## TAREA
Según el fragmento que sigue, ¿qué medios se dan por justificados cuando se piensa que «mi ración de sexo lo justifica todo»? Enuméralos todos.

## FRAGMENTO
○ ○ ○

La violación existe porque es
posible, pero no se justifica por sí misma. Decir "no violar", como
un mandamiento ético dirigido a todos los hombres del mundo, es tan vago y
absurdo como contraproducente porque no se acompaña de la necesaria reflexión
acerca de los motivos que causan y las necesarias soluciones que vayan más allá
de la mera conducta. Eso es lo que me interesa, los motivos del violador, que
tantas veces se ignoran como si fueran impensables solo por el hecho de que
nunca, jamás, bajo ningún concepto, se puedan justificar. Qué le lleva a un
hombre a utilizar la violencia sexual contra otra persona, normalmente mujer,
aunque no solo, para su propia satisfacción. Se me ocurren dos tipos de
respuestas, aunque sin duda habrá muchas más: el sadismo extremo, que coloca en
el dolor de su víctima el núcleo duro de su placer y que, paradójicamente está
cada vez más presente en el imaginario colectivo de la era de la supuesta liberación
sexual. La otra, aun peor por cuanto es más reconocible en nuestra cotidianidad
en toda su gradación, es la instrumentalización de otras personas para la
propia satisfacción, también la sexual. Se pone así la consecución del fin por
encima de cualquier medio y valor, mi ración de sexo lo justifica todo: la
mentira, la manipulación, el chantaje, la amenaza y, por supuesto, el uso de la
fuerza física y/o psicológica, en el caso de los abusos sexuales. El vacío
empático no es monopolio de los violadores, pero sin duda parece un requisito
para que estos cometan su crimen.

○ ○ ○

## EXTRACTO DE DATOS
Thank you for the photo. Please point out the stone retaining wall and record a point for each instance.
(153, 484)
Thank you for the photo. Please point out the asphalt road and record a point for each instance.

○ ○ ○

## RESPUESTA
Se dan por justificados la mentira, la manipulación, el chantaje, la amenaza y el uso de la fuerza física y/o psicológica.